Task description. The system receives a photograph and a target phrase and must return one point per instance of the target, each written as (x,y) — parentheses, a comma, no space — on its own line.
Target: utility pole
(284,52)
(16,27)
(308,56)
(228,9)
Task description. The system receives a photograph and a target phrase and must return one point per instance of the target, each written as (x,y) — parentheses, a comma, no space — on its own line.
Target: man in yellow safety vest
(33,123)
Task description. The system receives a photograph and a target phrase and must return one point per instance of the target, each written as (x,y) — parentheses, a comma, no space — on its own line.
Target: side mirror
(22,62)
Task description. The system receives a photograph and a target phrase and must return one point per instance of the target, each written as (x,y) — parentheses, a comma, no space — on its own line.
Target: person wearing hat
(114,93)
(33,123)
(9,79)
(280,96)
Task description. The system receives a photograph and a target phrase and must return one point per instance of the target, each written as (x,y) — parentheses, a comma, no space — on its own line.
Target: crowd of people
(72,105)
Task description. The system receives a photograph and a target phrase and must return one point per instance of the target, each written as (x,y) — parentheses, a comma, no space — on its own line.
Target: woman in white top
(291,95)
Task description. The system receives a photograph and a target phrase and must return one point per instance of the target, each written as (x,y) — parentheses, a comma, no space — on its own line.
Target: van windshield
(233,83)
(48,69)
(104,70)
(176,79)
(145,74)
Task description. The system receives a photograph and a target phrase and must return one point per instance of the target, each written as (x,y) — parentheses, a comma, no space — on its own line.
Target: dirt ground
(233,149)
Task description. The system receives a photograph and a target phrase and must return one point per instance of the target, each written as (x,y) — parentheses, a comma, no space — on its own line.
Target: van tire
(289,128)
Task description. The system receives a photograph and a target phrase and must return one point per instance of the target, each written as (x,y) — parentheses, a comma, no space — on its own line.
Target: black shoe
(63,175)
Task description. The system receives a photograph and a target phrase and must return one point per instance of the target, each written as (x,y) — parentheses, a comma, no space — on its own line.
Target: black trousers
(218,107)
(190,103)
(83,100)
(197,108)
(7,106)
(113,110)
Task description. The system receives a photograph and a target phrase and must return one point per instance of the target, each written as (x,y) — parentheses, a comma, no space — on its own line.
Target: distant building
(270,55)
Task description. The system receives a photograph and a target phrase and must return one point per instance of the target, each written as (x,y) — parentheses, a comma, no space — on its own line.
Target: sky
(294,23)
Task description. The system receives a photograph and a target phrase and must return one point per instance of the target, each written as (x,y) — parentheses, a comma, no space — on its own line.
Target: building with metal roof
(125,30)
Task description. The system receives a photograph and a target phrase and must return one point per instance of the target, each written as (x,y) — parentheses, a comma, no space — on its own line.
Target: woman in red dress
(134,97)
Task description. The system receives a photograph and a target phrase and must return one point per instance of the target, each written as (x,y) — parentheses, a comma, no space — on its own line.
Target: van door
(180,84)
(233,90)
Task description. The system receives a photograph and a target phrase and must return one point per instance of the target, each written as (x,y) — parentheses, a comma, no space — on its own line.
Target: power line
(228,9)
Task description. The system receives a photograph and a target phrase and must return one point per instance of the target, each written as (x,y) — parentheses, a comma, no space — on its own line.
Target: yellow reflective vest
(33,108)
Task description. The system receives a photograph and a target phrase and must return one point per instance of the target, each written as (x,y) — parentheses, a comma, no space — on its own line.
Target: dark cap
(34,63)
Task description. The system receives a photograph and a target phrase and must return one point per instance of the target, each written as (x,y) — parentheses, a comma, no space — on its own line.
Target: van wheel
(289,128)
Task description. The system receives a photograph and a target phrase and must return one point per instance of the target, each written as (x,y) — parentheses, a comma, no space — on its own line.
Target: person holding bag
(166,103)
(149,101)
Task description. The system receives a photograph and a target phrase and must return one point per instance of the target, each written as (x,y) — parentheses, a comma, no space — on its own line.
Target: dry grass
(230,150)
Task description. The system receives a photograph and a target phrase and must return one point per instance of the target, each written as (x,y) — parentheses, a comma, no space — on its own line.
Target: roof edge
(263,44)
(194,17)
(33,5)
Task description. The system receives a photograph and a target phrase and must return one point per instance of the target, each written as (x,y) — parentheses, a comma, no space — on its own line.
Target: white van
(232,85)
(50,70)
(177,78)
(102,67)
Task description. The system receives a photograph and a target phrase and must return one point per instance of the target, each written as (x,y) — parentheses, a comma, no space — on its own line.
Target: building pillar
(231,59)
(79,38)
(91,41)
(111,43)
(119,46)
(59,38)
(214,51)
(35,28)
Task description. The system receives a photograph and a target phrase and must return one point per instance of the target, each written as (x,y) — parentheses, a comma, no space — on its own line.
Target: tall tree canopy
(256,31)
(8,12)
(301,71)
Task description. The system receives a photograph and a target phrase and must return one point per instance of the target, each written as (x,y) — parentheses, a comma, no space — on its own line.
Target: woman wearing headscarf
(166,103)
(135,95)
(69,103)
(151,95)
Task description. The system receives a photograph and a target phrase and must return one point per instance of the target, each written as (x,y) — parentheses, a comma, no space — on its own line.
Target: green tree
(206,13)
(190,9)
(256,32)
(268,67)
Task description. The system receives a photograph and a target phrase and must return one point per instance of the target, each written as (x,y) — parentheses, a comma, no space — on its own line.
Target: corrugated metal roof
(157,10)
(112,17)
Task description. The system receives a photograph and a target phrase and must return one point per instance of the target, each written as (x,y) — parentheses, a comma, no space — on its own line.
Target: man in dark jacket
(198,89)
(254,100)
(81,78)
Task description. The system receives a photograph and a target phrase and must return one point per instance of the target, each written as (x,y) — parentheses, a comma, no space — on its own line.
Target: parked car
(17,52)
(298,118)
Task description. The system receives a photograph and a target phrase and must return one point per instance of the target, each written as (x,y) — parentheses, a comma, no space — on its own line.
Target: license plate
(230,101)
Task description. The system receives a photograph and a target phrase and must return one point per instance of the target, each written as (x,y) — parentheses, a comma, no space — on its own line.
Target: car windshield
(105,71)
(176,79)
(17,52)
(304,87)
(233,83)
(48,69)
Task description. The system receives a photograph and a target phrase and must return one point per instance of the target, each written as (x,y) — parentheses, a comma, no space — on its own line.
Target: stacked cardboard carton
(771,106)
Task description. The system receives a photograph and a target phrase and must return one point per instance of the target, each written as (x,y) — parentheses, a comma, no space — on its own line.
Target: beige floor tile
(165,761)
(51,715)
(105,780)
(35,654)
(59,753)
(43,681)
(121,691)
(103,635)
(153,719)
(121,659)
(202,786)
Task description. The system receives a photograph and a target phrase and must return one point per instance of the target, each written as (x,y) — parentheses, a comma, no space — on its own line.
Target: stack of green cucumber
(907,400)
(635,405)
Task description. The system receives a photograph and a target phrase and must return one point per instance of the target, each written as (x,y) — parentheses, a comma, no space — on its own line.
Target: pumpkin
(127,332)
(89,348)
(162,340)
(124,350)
++++++++++++++++++++
WHAT YOU ARE ASKED TO DO => From the records above, extract everything verbatim.

ANSWER FOR THIS EXERCISE =>
Task description. The system receives a photograph and a target phrase and must return one point per instance of the target, each written as (x,y) — parentheses, a comma, no space — on its own line.
Target: utility pole
(284,52)
(16,27)
(308,56)
(228,9)
Task description. The system receives a photograph and a target phrase and must return one point per instance of the target, each written as (x,y) — parentheses, a comma, no space — on its own line.
Target: man in yellow safety vest
(33,123)
Task description. The system receives a photograph and a target phrase and must return one point per instance of the target, each written as (x,y) — parentheses, a comma, no space — on its own line.
Target: side mirror
(22,62)
Task description. The system receives a photograph and a target phrase and must return one point per instance of the target, each written as (x,y) — parentheses, a comma, no space — on its own line.
Target: person wearing hat
(114,93)
(33,123)
(9,79)
(280,96)
Task description. The system receives a photograph and a target phrase and must return one point per instance of the target, each written as (x,y) — parentheses, a comma, no space — on its own line.
Target: crowd of people
(72,105)
Task description. The system receives a photograph and a target phrase and must return one point per instance of the target, each written as (x,y) — parentheses, a comma, no space — on its own line.
Target: woman in white top
(291,95)
Task description. The system receives a photograph and a target phrase and must return one point per instance of the target, each written as (x,y) — parentheses, a comma, no space — on its own line.
Target: van windshield
(233,83)
(48,69)
(104,70)
(176,79)
(145,74)
Task description. The system receives a photograph and a target phrase and must return one point per instance of the target, each written as (x,y) — parentheses, a comma, no space — on its own line.
Target: dirt ground
(233,149)
Task description. The system receives a photograph and a target phrase and must return one point per instance of the target, each written as (x,y) — parentheses, a comma, no space — on its own line.
Target: van tire
(289,128)
Task description. The system receives a photograph and a target phrase and must return one point per instance of the target, each written as (x,y) — parentheses, a comma, no space — on its own line.
Target: black shoe
(63,175)
Task description. The system receives a photograph and a target phrase and must return one point per instance of the target, each written as (x,y) — parentheses, a comma, no space — on its own line.
Target: black trousers
(218,107)
(190,103)
(83,100)
(197,108)
(7,106)
(113,110)
Task description. The system receives a photograph and a target phrase and must return one point per instance of the target, each written as (x,y) — parentheses, a comma, no space — on its own line.
Target: distant building
(270,55)
Task description. The system receives a photograph and a target phrase and must return one point per instance of the target, each written as (x,y) — parentheses, a comma, no space — on its own line.
Target: sky
(294,23)
Task description. The system receives a photograph and a target phrase and must return one point per instance of the target, each written as (x,y) — parentheses, a comma, no space — on its own line.
Target: building with metal roof
(125,30)
Task description. The system receives a photograph and a target phrase and must return one point per instance of the target, each written as (x,y) — parentheses, a comma, no space — on its own line.
Target: woman in red dress
(134,97)
Task description. The system receives a photograph and a target phrase and must return one point per instance of the target, each written as (x,y) — parentheses, a comma, no space — on its own line.
Target: van door
(180,84)
(233,90)
Task description. The system receives a photograph and a target phrase and must return one point per instance of the target, each written as (x,y) — parentheses, a comma, no space — on its own line.
Target: power line
(228,9)
Task description. The system receives a photograph and a target phrase and must return one point per instance of the target, each written as (x,y) — parentheses, a comma, no space — on its own line.
Target: yellow reflective vest
(33,108)
Task description. The system receives a photograph and a target phrase and must return one point per instance of the target, each written as (x,y) — parentheses, a comma, no space — on its own line.
Target: dark cap
(34,63)
Task description. The system receives a photograph and a target phrase and must return one point per instance of the target, each written as (x,y) — parentheses, a comma, no space — on its own line.
Target: van wheel
(289,128)
Task description. The system receives a photograph and a target phrase and must return one point per instance of the target, each written as (x,y) — parentheses, a comma, no space — on its own line.
Target: person holding bag
(166,103)
(149,101)
Task description. The system receives a photograph and a target phrase and must return one point per instance of the target, each written as (x,y) — parentheses, a comma, no space — on its own line.
Target: dry grass
(230,150)
Task description. The system receives a photograph and a target phrase and must return one point per instance of the target, each written as (x,y) — parentheses, a comma, no space — on its own line.
Target: roof edge
(263,44)
(194,17)
(33,5)
Task description. The system receives a photograph and a target phrase and must return one point per instance of the target, each written as (x,y) — parentheses, a comma, no space — on its own line.
Target: white van
(232,85)
(50,70)
(177,78)
(102,67)
Task description. The system receives a photograph and a target phrase and must return one point per instance of the target, each written as (x,y) — parentheses, a comma, no space — on its own line.
Target: building pillar
(231,59)
(79,38)
(91,41)
(111,43)
(119,46)
(59,38)
(214,51)
(35,28)
Task description. The system receives a photograph and a target phrase and must return one point per instance of the target, each written as (x,y) — parentheses, a comma, no space — on its own line.
Target: tall tree canopy
(256,31)
(8,12)
(301,71)
Task description. The system receives a photograph and a target phrase and must return one point per instance of the target, each written as (x,y) — parentheses, a comma, no space — on its own line.
Target: woman wearing headscarf
(166,103)
(135,95)
(69,103)
(151,95)
Task description. The system receives a photograph and a target phrase and must return one point per instance of the target, each written as (x,y) — parentheses, a comma, no space — on its own line.
Target: green tree
(206,13)
(190,9)
(256,32)
(268,67)
Task description. The system receives a photograph and a target phrase and must return one point per instance of the target, each written as (x,y) — parentheses, a comma, no space — on its own line.
Target: corrugated metal roof
(157,10)
(112,17)
Task description. The system receives a photograph and a target phrase and must return one point per instance of the target, each written as (x,y) — parentheses, a comma, no space — on its own line.
Target: man in dark jacket
(198,89)
(254,100)
(81,78)
Task description. The system receives a photograph and a target phrase and must return one point per instance of the target, each written as (x,y) — parentheses, a comma, no space — on its own line.
Target: parked car
(17,52)
(298,118)
Task description. The system receives a photograph and a target phrase and must return one point per instance of the target, each written as (x,y) — parentheses, a comma, no space — on its own line.
Target: license plate
(230,101)
Task description. The system receives a photograph and a target phrase and must return one point per instance of the target, each written as (x,y) — parentheses, a comma, no space — on its own line.
Target: car windshield
(105,71)
(176,79)
(17,52)
(304,87)
(233,83)
(48,69)
Task description. The system receives a photograph and a target phrase and must return one point per instance of the target, each written as (x,y) — parentheses, a comma, no space — on its own line.
Target: stacked cardboard carton
(771,106)
Task description. The system receives a photograph and a target phrase and must return one point per instance of the target, each written as (x,y) — parentheses, a comma, no space — on its own line.
Target: beige floor tile
(165,761)
(51,715)
(105,780)
(35,654)
(59,753)
(43,681)
(121,691)
(103,635)
(153,719)
(121,659)
(202,786)
Task description. The system receives a photograph and a target phrase and must return one point per instance of the target, each written as (x,y) — parentheses, a comma, no space — on its own line.
Target: stack of green cucumber
(907,400)
(635,405)
Task description. The system receives a photograph and a target phrase and must return one point per instance of the target, each written as (x,y) — parentheses, a comma, no space — on its own line.
Target: pumpkin
(127,332)
(89,348)
(162,340)
(124,350)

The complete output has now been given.